### Assigned task
All lines from the one that contains "Target: white cloud" through the final line of the entries must be repeated exactly. No other lines belong in the output.

(Natural-language object grounding data)
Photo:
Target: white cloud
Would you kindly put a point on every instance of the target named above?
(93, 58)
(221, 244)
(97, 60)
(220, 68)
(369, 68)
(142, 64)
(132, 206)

### Your solution
Target: white cloud
Would you kindly put a point on every instance of the target named above?
(93, 58)
(221, 244)
(97, 60)
(220, 68)
(369, 68)
(142, 64)
(132, 206)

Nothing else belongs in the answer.